## [REQUIRED TASK]
From the excerpt on trauma-informed approaches in education, what are the answers to these questions?
1. Who commissioned the development of the trauma-informed practice framework for Wales?
2. How many practice principles and how many practice levels has the Trauma-Informed Wales Framework established?
3. Where can schools and FEIs find training materials and resources to become ACE-aware and trauma-informed?

## [EXCERPT]
Sexual harassment can be a traumatic experience. It is important, therefore, for education settings to adopt a trauma-informed approach when dealing with peer-on-peer sexual harassment or other traumatic and adverse childhood experiences (ACEs). Taking an approach that is not trauma-informed could compound the victim’s trauma or retraumatise them. 

There is growing interest across schools, further education institutions (FEIs) and higher education institutions in trauma-informed approaches. To help support the development of consistent and good practice across services in Wales, the Welsh Government commissioned the development of a trauma-informed practice framework for Wales. The Trauma-Informed Wales Framework (traumaframeworkcymru.com) seeks to help everyone in Wales understand the impact trauma can have and everyone’s roles in supporting those who are affected.

The Trauma-Informed Wales Framework has established 5 practice principles and 4 practice levels, and it is likely that different staff within an education setting will operate at different levels within this. However, all staff within the setting could benefit from being at least ‘trauma-aware’. There are a range of training materials and resources available for schools and FEIs to help them become ACE-aware and trauma-informed. These can be found on the Hwb and ACE Hub Wales.

As well as being trauma-informed, approaches should be intersectional, recognising that different cohorts will have different experiences, responses and needs. Sexual harassment needs to be seen as part of a wider set of social and behavioural concerns, which need a holistic approach to ensure that children and young people are fully supported as members of their communities.

## [DATA EXCERPT]
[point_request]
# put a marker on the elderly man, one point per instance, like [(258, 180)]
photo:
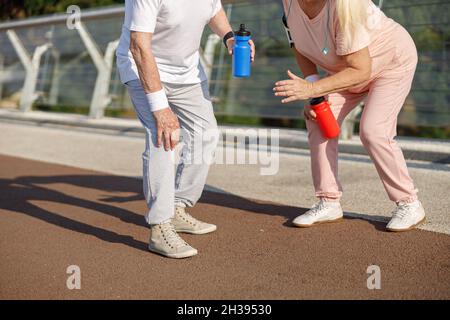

## [ANSWER IN FULL]
1. The Welsh Government.
2. 5 practice principles and 4 practice levels.
3. On the Hwb and ACE Hub Wales.